Pick up the article on AI-driven cyber threats and cyber resilience after its final sentence, and continue it in the same formal voice.

## Text excerpt
■ ■ ■ ■
Denis Villeneuve
Cybersecurity and Resilience Practice Leader & Co-Chair of the Indigenous Working Group, Kyndryl Canada
As AI-driven cyber threats become more advanced, building robust recovery strategies and reinforcing cyber resilience are essential for organizational survival.
It’s no secret that cyberattacks are a major threat to organizations in all industries. Despite widespread warnings of malicious activity and the potential for financial and reputational ruin they can cause, many organizations are far less equipped to deal with an attack than they realize.
Imagine receiving an email or SMS from your CEO urgently requesting money be sent to pay a supplier, only to find out that it was a scammer after you put the payment through. Or imagine a cybercriminal using stolen login credentials to access your company’s internal systems, making it nearly impossible to tell the difference between the legitimate user and the fraudster.
Today, cyber threats such as ransomware, phishing, deepfakes and supply-chain attacks are more sophisticated, thanks to new technologies. More and more, cybercriminals are using generative AI for multi-vector attacks, going after a network or target on several fronts, sometimes in phases.
■ ■ ■ ■
## Source data
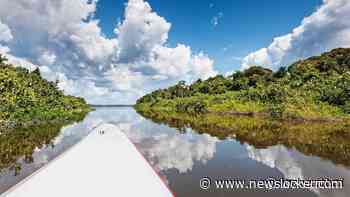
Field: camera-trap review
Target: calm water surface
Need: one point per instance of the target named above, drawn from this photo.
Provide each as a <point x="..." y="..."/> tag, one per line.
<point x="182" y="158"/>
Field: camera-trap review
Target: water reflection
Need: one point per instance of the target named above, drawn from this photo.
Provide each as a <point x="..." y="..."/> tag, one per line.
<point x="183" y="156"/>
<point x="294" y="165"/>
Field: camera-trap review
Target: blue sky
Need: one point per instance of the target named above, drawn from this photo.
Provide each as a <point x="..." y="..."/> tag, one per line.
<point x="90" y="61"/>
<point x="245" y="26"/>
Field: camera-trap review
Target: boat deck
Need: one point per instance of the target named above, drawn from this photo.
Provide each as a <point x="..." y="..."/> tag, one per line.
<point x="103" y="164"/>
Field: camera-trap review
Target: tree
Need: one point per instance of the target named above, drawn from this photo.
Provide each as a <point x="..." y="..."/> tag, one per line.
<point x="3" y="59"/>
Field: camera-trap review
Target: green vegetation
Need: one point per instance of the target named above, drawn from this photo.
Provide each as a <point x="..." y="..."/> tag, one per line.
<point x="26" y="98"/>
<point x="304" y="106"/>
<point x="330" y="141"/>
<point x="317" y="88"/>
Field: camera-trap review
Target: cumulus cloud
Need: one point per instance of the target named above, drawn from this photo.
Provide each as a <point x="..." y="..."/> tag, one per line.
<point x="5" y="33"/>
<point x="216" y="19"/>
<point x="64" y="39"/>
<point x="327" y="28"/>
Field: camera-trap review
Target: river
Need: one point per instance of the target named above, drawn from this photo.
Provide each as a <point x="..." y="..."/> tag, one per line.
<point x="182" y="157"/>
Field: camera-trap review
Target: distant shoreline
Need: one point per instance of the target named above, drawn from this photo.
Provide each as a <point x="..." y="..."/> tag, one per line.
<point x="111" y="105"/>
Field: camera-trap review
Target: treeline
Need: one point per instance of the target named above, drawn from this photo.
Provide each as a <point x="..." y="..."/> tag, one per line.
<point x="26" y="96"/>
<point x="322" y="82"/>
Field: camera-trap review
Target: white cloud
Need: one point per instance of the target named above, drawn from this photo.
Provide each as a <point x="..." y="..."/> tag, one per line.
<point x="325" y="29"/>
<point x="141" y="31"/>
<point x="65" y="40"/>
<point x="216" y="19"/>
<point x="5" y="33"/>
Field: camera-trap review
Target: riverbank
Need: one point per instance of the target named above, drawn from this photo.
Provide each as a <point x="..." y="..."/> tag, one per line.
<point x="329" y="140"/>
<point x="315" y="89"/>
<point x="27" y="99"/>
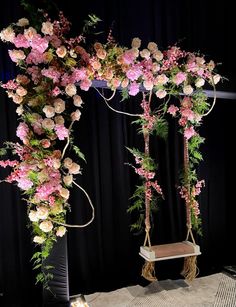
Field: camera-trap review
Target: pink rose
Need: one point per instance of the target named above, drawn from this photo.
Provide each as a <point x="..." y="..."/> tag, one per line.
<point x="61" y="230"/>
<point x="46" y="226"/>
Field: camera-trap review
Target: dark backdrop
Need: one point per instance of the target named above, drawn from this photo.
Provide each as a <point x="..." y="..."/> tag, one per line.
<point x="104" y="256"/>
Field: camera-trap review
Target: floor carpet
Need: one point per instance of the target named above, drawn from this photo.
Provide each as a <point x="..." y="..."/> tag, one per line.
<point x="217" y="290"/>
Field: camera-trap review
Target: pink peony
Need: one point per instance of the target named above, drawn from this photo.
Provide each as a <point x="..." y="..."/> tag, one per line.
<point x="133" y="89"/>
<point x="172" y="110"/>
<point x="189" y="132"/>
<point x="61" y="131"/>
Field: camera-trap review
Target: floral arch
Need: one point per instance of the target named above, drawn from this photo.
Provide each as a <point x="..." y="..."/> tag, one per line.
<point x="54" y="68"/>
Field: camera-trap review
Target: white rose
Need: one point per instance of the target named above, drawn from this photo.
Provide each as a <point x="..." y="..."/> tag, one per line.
■ ■ ■ ■
## Task result
Denis Villeneuve is the Cybersecurity and Resilience Practice Leader at Kyndryl Canada, as well as the co-chair of the company’s Indigenous Working Group. He says cyberthreats have always evolved to utilize the latest technological advancements. But generative AI’s unprecedented ability to streamline and speed up malicious activity has facilitated the need for more robust protective measures.
A cyber resilience plan needs to combine cybersecurity, business continuity, and disaster recovery.
The good news is that AI is not just for the bad actors. AI is being leveraged to create holistic cyber defenses and recovery plans. “I used to say early on, ‘automate the known threats so you can orchestrate the unknown threats’,” says Villeneuve. “We’re getting to the point where we’re automating the known threats and also automating the orchestration of unknown threats.” He points to tabletop exercises that can be performed using a digital twin of the network under various forms of attack to demonstrate how an organization’s environment will react.
Moving beyond hypotheticals on paper to this level of detail in an exercise also helps highlight where aspects of cyber resilience may need to be shored up. Organizations will often invest in preventative pre-breach “left of boom” cybersecurity measures, and less so on “right of boom” post-breach recovery. “Being able to be more resilient is actually putting in the plans and updating the plans for recoverability.” says Villeneuve.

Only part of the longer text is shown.